__Required task__. Could you reproduce this listing verbatim, every line as it stands?

====== Records supplied

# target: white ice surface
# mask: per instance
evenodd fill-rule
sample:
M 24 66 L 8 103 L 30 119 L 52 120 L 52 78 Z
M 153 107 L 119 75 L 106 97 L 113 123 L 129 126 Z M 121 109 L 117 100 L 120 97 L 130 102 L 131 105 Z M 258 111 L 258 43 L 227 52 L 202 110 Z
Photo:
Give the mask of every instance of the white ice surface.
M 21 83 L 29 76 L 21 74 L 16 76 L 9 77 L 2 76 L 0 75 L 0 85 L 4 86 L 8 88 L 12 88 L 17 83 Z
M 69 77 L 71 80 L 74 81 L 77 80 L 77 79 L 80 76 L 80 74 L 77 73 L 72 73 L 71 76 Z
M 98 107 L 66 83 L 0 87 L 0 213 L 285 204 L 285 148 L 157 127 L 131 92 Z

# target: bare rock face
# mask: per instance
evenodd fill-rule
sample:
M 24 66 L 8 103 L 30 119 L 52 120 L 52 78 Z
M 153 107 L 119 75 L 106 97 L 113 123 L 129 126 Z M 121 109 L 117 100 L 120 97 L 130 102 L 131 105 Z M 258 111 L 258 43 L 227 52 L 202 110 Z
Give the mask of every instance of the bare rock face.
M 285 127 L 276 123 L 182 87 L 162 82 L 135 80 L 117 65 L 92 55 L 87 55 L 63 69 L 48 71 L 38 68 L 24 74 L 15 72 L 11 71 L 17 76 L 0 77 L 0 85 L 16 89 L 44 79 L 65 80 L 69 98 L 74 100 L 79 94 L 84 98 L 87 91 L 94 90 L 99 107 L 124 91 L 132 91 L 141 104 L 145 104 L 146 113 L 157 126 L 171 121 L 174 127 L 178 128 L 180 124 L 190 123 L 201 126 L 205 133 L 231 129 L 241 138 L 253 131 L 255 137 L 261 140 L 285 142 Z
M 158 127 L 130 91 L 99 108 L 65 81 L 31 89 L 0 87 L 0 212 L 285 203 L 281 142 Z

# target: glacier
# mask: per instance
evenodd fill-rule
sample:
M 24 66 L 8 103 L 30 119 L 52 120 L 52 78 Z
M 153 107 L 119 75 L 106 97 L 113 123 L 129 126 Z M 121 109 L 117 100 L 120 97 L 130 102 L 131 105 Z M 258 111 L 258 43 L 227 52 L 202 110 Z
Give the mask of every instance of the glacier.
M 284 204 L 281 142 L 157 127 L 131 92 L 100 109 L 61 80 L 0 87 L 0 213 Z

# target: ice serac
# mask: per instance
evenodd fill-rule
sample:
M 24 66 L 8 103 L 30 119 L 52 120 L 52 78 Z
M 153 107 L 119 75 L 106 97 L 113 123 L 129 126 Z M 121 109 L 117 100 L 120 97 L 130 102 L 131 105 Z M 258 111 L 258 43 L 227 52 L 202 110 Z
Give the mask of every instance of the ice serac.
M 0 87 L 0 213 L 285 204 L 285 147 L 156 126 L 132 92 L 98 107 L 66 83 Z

============

__Response to this task__.
# target: white ice surface
# mask: per instance
evenodd fill-rule
sample:
M 24 66 L 8 103 L 30 119 L 52 120 L 52 78 Z
M 153 107 L 119 75 L 106 97 L 113 123 L 129 126 Z M 121 109 L 117 100 L 120 97 L 130 102 L 131 105 Z M 258 111 L 258 43 L 227 52 L 202 110 Z
Photo:
Give the mask of every instance of the white ice surface.
M 21 83 L 29 76 L 21 74 L 16 76 L 9 77 L 2 76 L 0 75 L 0 85 L 4 86 L 8 88 L 12 88 L 17 83 Z
M 69 77 L 71 80 L 74 81 L 77 80 L 77 79 L 80 76 L 80 74 L 77 73 L 72 73 L 71 76 Z
M 98 107 L 66 83 L 0 87 L 0 213 L 285 204 L 285 148 L 157 127 L 131 92 Z

# target: bare rock face
# mask: per instance
evenodd fill-rule
sample:
M 24 66 L 8 103 L 30 119 L 52 120 L 52 78 Z
M 153 107 L 119 75 L 106 97 L 113 123 L 129 126 Z M 121 109 L 117 100 L 120 97 L 130 102 L 131 105 Z M 258 111 L 258 43 L 227 52 L 202 110 Z
Give the mask of every instance of the bare rock face.
M 285 127 L 276 123 L 182 87 L 162 82 L 135 80 L 117 65 L 92 55 L 87 55 L 63 69 L 48 71 L 38 68 L 24 74 L 15 72 L 11 71 L 17 76 L 0 77 L 0 85 L 16 89 L 44 79 L 65 80 L 69 98 L 74 100 L 79 94 L 84 98 L 87 91 L 94 90 L 99 107 L 124 91 L 132 91 L 141 104 L 145 104 L 146 113 L 157 126 L 171 121 L 174 127 L 178 128 L 180 124 L 190 123 L 201 126 L 205 133 L 231 129 L 241 138 L 253 131 L 255 137 L 261 140 L 285 142 Z
M 158 127 L 130 91 L 99 108 L 65 81 L 31 89 L 0 87 L 0 212 L 285 203 L 281 142 Z

# target: glacier
# mask: per instance
evenodd fill-rule
sample:
M 24 66 L 8 103 L 30 119 L 52 120 L 52 78 Z
M 153 107 L 119 75 L 106 97 L 113 123 L 129 126 Z M 121 109 L 117 100 L 120 97 L 130 102 L 131 105 Z M 258 111 L 258 43 L 227 52 L 202 110 Z
Give the mask of every instance of the glacier.
M 284 204 L 281 142 L 157 127 L 131 92 L 100 109 L 61 80 L 0 87 L 0 213 Z

# target: ice serac
# mask: per instance
evenodd fill-rule
sample:
M 24 66 L 8 103 L 30 119 L 52 120 L 52 78 Z
M 153 107 L 119 75 L 106 97 L 113 123 L 129 126 Z M 121 109 L 117 100 L 120 97 L 130 102 L 131 105 Z M 258 111 L 258 43 L 227 52 L 202 110 Z
Give the mask of every instance of the ice serac.
M 0 87 L 0 213 L 285 204 L 285 147 L 156 126 L 132 92 L 98 107 L 66 83 Z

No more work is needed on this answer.